** BEGIN **

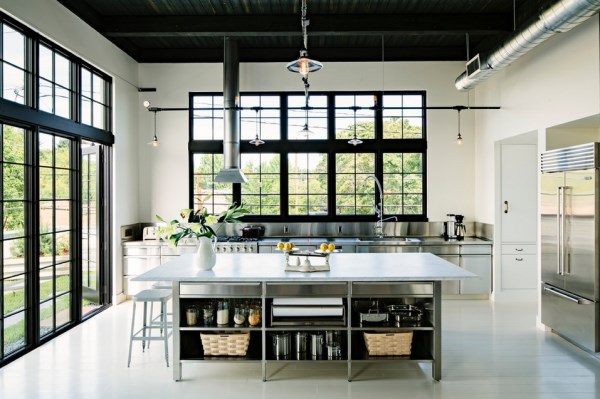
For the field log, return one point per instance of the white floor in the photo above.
(490, 350)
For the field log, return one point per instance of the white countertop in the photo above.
(344, 267)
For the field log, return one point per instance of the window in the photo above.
(95, 110)
(55, 94)
(207, 116)
(215, 197)
(307, 170)
(56, 231)
(354, 112)
(307, 176)
(354, 196)
(14, 60)
(14, 277)
(403, 184)
(261, 195)
(55, 266)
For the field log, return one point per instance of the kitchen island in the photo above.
(353, 279)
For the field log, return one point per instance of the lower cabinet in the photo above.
(271, 322)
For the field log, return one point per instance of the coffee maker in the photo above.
(450, 227)
(459, 228)
(454, 229)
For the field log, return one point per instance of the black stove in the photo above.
(235, 239)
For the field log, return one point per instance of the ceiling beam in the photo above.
(284, 55)
(287, 25)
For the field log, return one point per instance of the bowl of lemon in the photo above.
(326, 248)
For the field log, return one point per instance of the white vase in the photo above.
(205, 257)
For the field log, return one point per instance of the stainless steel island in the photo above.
(353, 280)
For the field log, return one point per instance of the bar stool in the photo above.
(159, 322)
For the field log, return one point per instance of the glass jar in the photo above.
(208, 315)
(191, 316)
(239, 316)
(255, 315)
(222, 312)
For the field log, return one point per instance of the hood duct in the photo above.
(561, 16)
(231, 172)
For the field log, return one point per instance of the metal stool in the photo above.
(145, 333)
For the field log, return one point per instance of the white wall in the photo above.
(54, 21)
(164, 181)
(557, 82)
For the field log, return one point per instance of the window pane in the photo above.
(46, 96)
(45, 62)
(13, 144)
(14, 333)
(14, 259)
(13, 46)
(62, 102)
(14, 84)
(62, 72)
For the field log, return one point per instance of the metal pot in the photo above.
(253, 231)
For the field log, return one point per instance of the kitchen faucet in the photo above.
(379, 209)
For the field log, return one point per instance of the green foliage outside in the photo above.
(403, 178)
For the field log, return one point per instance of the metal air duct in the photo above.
(231, 172)
(559, 17)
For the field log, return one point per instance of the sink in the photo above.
(390, 239)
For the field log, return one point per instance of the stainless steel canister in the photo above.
(281, 345)
(316, 344)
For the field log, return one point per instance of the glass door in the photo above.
(91, 273)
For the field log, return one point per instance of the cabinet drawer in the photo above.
(519, 271)
(220, 289)
(441, 249)
(303, 289)
(182, 249)
(384, 289)
(149, 250)
(476, 250)
(134, 265)
(516, 249)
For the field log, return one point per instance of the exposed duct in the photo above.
(231, 172)
(559, 17)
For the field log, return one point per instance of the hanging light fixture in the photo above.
(354, 140)
(305, 132)
(459, 136)
(148, 106)
(257, 141)
(303, 64)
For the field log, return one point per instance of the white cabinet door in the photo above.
(519, 193)
(519, 271)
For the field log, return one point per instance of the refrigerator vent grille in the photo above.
(578, 157)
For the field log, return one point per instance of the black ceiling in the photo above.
(270, 30)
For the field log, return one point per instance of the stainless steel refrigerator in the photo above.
(569, 207)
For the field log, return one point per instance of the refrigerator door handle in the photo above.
(559, 231)
(577, 300)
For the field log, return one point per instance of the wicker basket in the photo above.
(389, 344)
(230, 344)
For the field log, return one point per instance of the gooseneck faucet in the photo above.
(379, 208)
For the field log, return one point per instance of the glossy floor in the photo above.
(490, 350)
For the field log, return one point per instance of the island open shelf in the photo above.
(391, 280)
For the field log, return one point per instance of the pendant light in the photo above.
(305, 132)
(257, 141)
(459, 136)
(354, 140)
(303, 65)
(154, 141)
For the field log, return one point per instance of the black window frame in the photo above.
(331, 146)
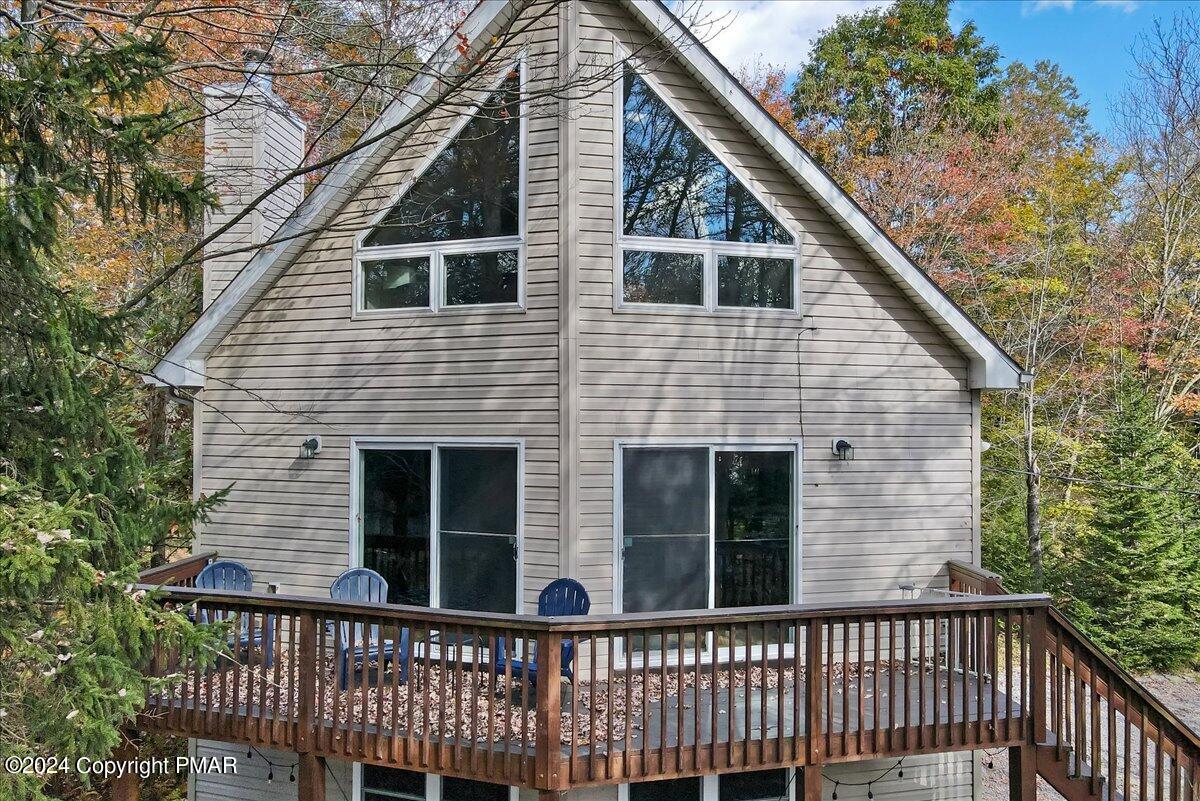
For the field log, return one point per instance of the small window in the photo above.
(396, 283)
(660, 277)
(671, 789)
(390, 783)
(753, 281)
(726, 248)
(454, 238)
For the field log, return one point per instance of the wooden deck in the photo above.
(670, 694)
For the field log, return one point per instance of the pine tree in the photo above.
(78, 504)
(1134, 572)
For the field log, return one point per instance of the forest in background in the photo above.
(1079, 252)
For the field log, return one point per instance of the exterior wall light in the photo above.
(310, 447)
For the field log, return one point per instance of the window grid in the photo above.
(711, 250)
(436, 251)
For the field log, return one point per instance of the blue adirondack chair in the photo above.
(364, 585)
(563, 596)
(229, 576)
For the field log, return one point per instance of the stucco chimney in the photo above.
(251, 139)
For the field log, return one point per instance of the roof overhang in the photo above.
(990, 367)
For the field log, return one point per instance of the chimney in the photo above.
(251, 139)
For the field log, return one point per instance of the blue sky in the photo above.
(1090, 38)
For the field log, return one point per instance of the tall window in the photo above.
(439, 522)
(711, 525)
(454, 236)
(693, 234)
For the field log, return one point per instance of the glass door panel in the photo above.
(665, 529)
(754, 525)
(396, 522)
(478, 529)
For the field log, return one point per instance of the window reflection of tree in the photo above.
(472, 188)
(676, 187)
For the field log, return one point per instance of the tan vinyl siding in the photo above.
(299, 365)
(859, 362)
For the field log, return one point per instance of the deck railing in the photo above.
(1107, 729)
(653, 696)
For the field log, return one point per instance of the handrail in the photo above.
(275, 602)
(184, 570)
(1131, 684)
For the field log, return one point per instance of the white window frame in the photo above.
(437, 251)
(432, 787)
(711, 788)
(792, 445)
(360, 444)
(711, 250)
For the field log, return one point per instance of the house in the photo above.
(607, 323)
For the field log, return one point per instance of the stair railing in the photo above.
(1105, 728)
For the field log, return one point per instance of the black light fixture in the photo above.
(310, 447)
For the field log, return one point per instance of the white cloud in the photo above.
(1037, 6)
(779, 32)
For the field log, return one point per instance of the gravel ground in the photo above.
(1179, 693)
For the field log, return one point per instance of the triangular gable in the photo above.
(990, 366)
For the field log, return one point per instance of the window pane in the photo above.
(754, 524)
(396, 283)
(481, 277)
(672, 789)
(675, 186)
(665, 522)
(755, 786)
(665, 491)
(472, 188)
(396, 522)
(395, 782)
(751, 281)
(465, 789)
(478, 529)
(653, 277)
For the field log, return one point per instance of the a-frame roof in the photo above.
(990, 366)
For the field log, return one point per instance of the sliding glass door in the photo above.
(706, 527)
(441, 523)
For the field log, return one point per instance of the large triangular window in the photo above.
(693, 233)
(454, 235)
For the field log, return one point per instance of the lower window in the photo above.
(441, 523)
(753, 786)
(706, 525)
(391, 783)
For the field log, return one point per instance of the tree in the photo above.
(1134, 573)
(77, 500)
(1161, 137)
(870, 76)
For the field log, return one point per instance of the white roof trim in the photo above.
(991, 368)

** END **

Goal of the exercise:
Express all the entries above as a JSON list of strings, one string per line, skipping blank lines and leaving out the pictures.

Full output:
[
  "For the field log, return one point per instance of the white floor in the photo above.",
  "(490, 350)",
  "For the field log, return one point per instance of the white countertop in the photo above.",
  "(344, 267)",
  "For the field log, return one point per instance of the window in the photo above.",
  "(95, 110)",
  "(55, 94)",
  "(207, 116)",
  "(215, 197)",
  "(307, 170)",
  "(56, 231)",
  "(354, 112)",
  "(307, 176)",
  "(354, 196)",
  "(14, 60)",
  "(14, 277)",
  "(403, 184)",
  "(261, 195)",
  "(55, 266)",
  "For the field log, return one point per instance of the kitchen island in the photo above.",
  "(353, 279)",
  "For the field log, return one point per instance of the lower cabinet in the photo above.",
  "(271, 322)",
  "For the field log, return one point per instance of the coffee maker in the photo above.",
  "(450, 227)",
  "(459, 228)",
  "(454, 229)",
  "For the field log, return one point per instance of the black stove in the photo above.",
  "(235, 239)",
  "For the field log, return one point per instance of the ceiling beam in the photo above.",
  "(284, 55)",
  "(287, 25)",
  "For the field log, return one point per instance of the bowl of lemon in the photo above.",
  "(326, 248)",
  "For the field log, return one point per instance of the white vase in the photo above.",
  "(205, 257)",
  "For the field log, return one point per instance of the stainless steel island in the photo above.",
  "(353, 280)",
  "For the field log, return one point per instance of the bar stool in the photo above.",
  "(159, 322)",
  "For the field log, return one point per instance of the glass jar in the photo above.",
  "(208, 315)",
  "(191, 316)",
  "(239, 316)",
  "(255, 315)",
  "(222, 312)",
  "For the field log, return one point per instance of the hood duct in the photo above.",
  "(561, 16)",
  "(231, 172)",
  "For the field log, return one point per instance of the metal stool in the photo above.",
  "(145, 333)",
  "For the field log, return one point per instance of the white wall in the photo above.",
  "(54, 21)",
  "(164, 181)",
  "(557, 82)",
  "For the field log, return one point per instance of the window pane in the photo above.",
  "(46, 96)",
  "(45, 62)",
  "(13, 144)",
  "(14, 333)",
  "(14, 259)",
  "(13, 46)",
  "(62, 102)",
  "(14, 84)",
  "(62, 72)",
  "For the field log, return one point per instance of the metal pot in the photo above.",
  "(253, 231)",
  "For the field log, return one point per instance of the kitchen faucet in the photo above.",
  "(379, 209)",
  "For the field log, return one point per instance of the green foliage outside in the photo above.",
  "(403, 178)",
  "For the field log, return one point per instance of the metal air duct in the photo above.",
  "(231, 172)",
  "(559, 17)",
  "For the field log, return one point per instance of the sink in the photo above.",
  "(390, 239)",
  "For the field log, return one point per instance of the stainless steel canister in the photo above.",
  "(281, 345)",
  "(316, 344)",
  "For the field log, return one point per instance of the glass door in the photo above.",
  "(91, 273)",
  "For the field log, return one point per instance of the cabinet drawer in the photo above.",
  "(519, 271)",
  "(220, 289)",
  "(441, 249)",
  "(303, 289)",
  "(182, 249)",
  "(384, 289)",
  "(149, 250)",
  "(476, 250)",
  "(134, 265)",
  "(516, 249)",
  "For the field log, return one point per instance of the exposed duct in the photo above.",
  "(231, 172)",
  "(559, 17)",
  "For the field log, return one point per instance of the hanging light fixture in the photo above.",
  "(354, 140)",
  "(305, 132)",
  "(459, 136)",
  "(148, 106)",
  "(257, 141)",
  "(303, 64)",
  "For the field log, return one point per instance of the white cabinet door in the photo above.",
  "(519, 193)",
  "(519, 271)",
  "For the field log, return one point per instance of the refrigerator vent grille in the photo above.",
  "(578, 157)",
  "For the field log, return one point per instance of the black ceiling in the photo above.",
  "(270, 30)",
  "For the field log, return one point per instance of the stainless steel refrigerator in the photo above.",
  "(569, 207)",
  "For the field log, return one point per instance of the refrigerator door handle in the photo above.",
  "(559, 231)",
  "(577, 300)",
  "For the field log, return one point per instance of the wicker basket in the photo above.",
  "(389, 344)",
  "(230, 344)",
  "For the field log, return one point per instance of the gooseneck faucet in the photo above.",
  "(379, 208)",
  "For the field log, return one point per instance of the glossy floor in the photo above.",
  "(490, 350)",
  "For the field log, return one point per instance of the island open shelf in the photo above.",
  "(391, 280)",
  "For the field log, return one point per instance of the pendant light in the photo above.",
  "(305, 132)",
  "(257, 141)",
  "(459, 136)",
  "(354, 140)",
  "(303, 65)",
  "(154, 141)",
  "For the field log, return one point per instance of the black window frame in the photo above.",
  "(331, 146)",
  "For the field log, return one point per instance of the small window in the photo above.",
  "(396, 283)",
  "(660, 277)",
  "(671, 789)",
  "(390, 783)",
  "(753, 281)",
  "(726, 248)",
  "(454, 238)",
  "For the field log, return one point per instance of the wooden deck in the photo above.",
  "(670, 694)",
  "For the field log, return one point per instance of the pine tree in the photo above.",
  "(78, 504)",
  "(1134, 572)",
  "For the field log, return one point per instance of the forest in background in the photo above.",
  "(1079, 252)",
  "For the field log, return one point per instance of the exterior wall light in the photo above.",
  "(310, 447)",
  "For the field log, return one point per instance of the window grid in the photo above.",
  "(711, 250)",
  "(436, 251)",
  "For the field log, return one point per instance of the blue adirondack chair in the photo above.",
  "(364, 585)",
  "(563, 596)",
  "(229, 576)",
  "For the field log, return one point per instance of the stucco chimney in the photo above.",
  "(251, 139)",
  "For the field log, return one point per instance of the roof overhang in the photo above.",
  "(990, 367)",
  "For the field log, return one point per instance of the chimney in the photo above.",
  "(251, 139)",
  "For the field log, return one point per instance of the blue sky in the photo above.",
  "(1090, 38)",
  "For the field log, return one point per instance of the tall window in the photo above.",
  "(439, 522)",
  "(711, 525)",
  "(454, 236)",
  "(693, 234)",
  "For the field log, return one point per instance of the glass door panel in the photo above.",
  "(665, 529)",
  "(754, 525)",
  "(396, 522)",
  "(478, 529)",
  "For the field log, return one point per instance of the window reflection of tree in the photo above.",
  "(472, 188)",
  "(676, 187)",
  "For the field log, return one point per instance of the tan vinyl siding in the photo above.",
  "(299, 365)",
  "(859, 362)",
  "For the field log, return one point per instance of the deck railing in the photo above.",
  "(1107, 729)",
  "(653, 696)",
  "For the field log, return one point per instance of the handrail in the photo above.",
  "(275, 602)",
  "(184, 570)",
  "(1131, 684)",
  "For the field log, return one point per instance of the white window frame in the photo above.",
  "(437, 251)",
  "(432, 787)",
  "(711, 788)",
  "(792, 445)",
  "(360, 444)",
  "(711, 250)",
  "For the field log, return one point per instance of the house in the photo above.",
  "(607, 323)",
  "For the field log, return one point per instance of the stair railing in the photo above.",
  "(1105, 728)",
  "For the field log, return one point per instance of the black light fixture in the photo above.",
  "(310, 447)",
  "For the field log, return one point per instance of the white cloud in the photo above.",
  "(1037, 6)",
  "(779, 32)",
  "For the field log, return one point per instance of the gravel ground in the photo above.",
  "(1179, 693)",
  "For the field log, return one point per instance of the triangular gable in the photo above.",
  "(990, 366)",
  "For the field log, return one point per instance of the window pane in the photo above.",
  "(754, 524)",
  "(396, 283)",
  "(481, 277)",
  "(672, 789)",
  "(675, 186)",
  "(665, 522)",
  "(755, 786)",
  "(665, 491)",
  "(472, 188)",
  "(396, 522)",
  "(395, 782)",
  "(751, 281)",
  "(465, 789)",
  "(478, 529)",
  "(653, 277)",
  "For the field log, return one point per instance of the a-frame roof in the photo above.",
  "(990, 366)",
  "For the field log, return one point per instance of the sliding glass door in the photo above.",
  "(706, 527)",
  "(441, 523)",
  "For the field log, return one point per instance of the large triangular window in the photo above.",
  "(693, 233)",
  "(454, 235)",
  "For the field log, return one point per instance of the lower window in the photo above.",
  "(441, 523)",
  "(753, 786)",
  "(706, 525)",
  "(391, 783)",
  "For the field log, return one point per instance of the tree in the photo above.",
  "(1134, 573)",
  "(77, 500)",
  "(1161, 137)",
  "(870, 76)",
  "For the field log, return one point per instance of the white roof trim in the photo above.",
  "(991, 368)"
]